(What to work on): Recast the records below as a JSON list of strings, with each line as its own string and any blank lines omitted.

[Records drawn from a collection]
::::::

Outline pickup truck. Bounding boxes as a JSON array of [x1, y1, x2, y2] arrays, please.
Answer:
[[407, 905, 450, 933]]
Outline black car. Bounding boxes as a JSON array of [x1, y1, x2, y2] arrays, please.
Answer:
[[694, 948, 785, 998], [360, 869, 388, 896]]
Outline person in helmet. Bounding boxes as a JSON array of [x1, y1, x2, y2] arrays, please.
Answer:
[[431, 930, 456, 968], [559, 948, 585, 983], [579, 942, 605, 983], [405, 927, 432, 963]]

::::::

(Response to the exercise):
[
  "Outline pickup truck. Bounding boxes as a JSON array of [x1, y1, x2, y2] arrays, please.",
  "Answer:",
  "[[407, 905, 450, 933]]",
  "Outline black car. Bounding boxes as a JSON array of [x1, y1, x2, y2] arrays, please.",
  "Answer:",
  "[[694, 948, 785, 998], [360, 869, 388, 896]]",
  "Outline person in helmet. Bounding boxes as a JSON array of [x1, y1, x2, y2] arrays, please.",
  "Answer:",
  "[[431, 930, 456, 968], [559, 948, 585, 983], [579, 942, 605, 983], [405, 927, 432, 963]]"
]